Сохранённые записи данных
☆ ☆ ☆ ☆ ☆ ☆ ☆
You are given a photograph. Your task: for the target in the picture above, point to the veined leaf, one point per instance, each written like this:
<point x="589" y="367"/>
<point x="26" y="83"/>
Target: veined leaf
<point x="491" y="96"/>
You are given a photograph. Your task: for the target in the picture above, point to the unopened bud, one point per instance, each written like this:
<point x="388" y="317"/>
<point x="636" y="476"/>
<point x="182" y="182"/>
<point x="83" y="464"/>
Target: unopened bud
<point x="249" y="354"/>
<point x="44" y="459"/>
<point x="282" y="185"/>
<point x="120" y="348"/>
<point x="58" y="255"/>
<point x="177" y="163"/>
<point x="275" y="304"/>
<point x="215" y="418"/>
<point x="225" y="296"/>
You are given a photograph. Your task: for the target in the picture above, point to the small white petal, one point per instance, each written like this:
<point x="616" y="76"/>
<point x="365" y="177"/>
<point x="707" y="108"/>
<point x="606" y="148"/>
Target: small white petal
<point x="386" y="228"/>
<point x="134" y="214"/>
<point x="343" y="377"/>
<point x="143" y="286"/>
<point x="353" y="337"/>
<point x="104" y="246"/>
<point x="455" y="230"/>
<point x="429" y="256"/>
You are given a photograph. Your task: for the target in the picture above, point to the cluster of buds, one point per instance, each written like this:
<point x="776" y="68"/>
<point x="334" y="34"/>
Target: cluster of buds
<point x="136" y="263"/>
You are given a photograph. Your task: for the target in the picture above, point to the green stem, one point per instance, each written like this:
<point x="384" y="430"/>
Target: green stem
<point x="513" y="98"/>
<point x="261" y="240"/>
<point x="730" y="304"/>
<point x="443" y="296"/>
☆ ☆ ☆ ☆ ☆ ☆ ☆
- Цель упражнения: Пожалуйста, масштабируйте данные выше: перепишите все строки целиком, умножив на 2,4 координаты x и y только в точках-ответах и округлив их до целых (половину вверх). Все остальные числа оставьте без изменений.

- Результат задания:
You are given a photograph. Your task: for the target in the picture above, point to the veined leaf, one point per instance, each written like this:
<point x="589" y="367"/>
<point x="26" y="83"/>
Target: veined leaf
<point x="1178" y="230"/>
You are given a photograph. Your task: for the target in the picture above, point to the unopened bud, one point per instance, each written like this:
<point x="388" y="317"/>
<point x="636" y="476"/>
<point x="182" y="182"/>
<point x="83" y="464"/>
Target: unopened bud
<point x="598" y="850"/>
<point x="106" y="1102"/>
<point x="677" y="444"/>
<point x="288" y="835"/>
<point x="139" y="612"/>
<point x="425" y="391"/>
<point x="660" y="730"/>
<point x="516" y="1003"/>
<point x="540" y="710"/>
You are given a photograph. Your task: for the target in the picture above, point to the small white petal, one point per instance, each written like this:
<point x="616" y="76"/>
<point x="365" y="177"/>
<point x="707" y="108"/>
<point x="606" y="148"/>
Target: small white petal
<point x="926" y="547"/>
<point x="322" y="514"/>
<point x="823" y="905"/>
<point x="343" y="686"/>
<point x="847" y="809"/>
<point x="250" y="590"/>
<point x="1092" y="552"/>
<point x="1030" y="614"/>
You are given a photograph. Your task: for the target in the picture above, point to the cluster of buds, one point per instance, each written like this:
<point x="776" y="68"/>
<point x="334" y="34"/>
Target: cluster of buds
<point x="326" y="631"/>
You are given a photograph. Your task: for the target in the picture above, point to the green stem, one point per instance, each written like this:
<point x="384" y="430"/>
Target: green stem
<point x="1231" y="235"/>
<point x="626" y="576"/>
<point x="1752" y="730"/>
<point x="1063" y="710"/>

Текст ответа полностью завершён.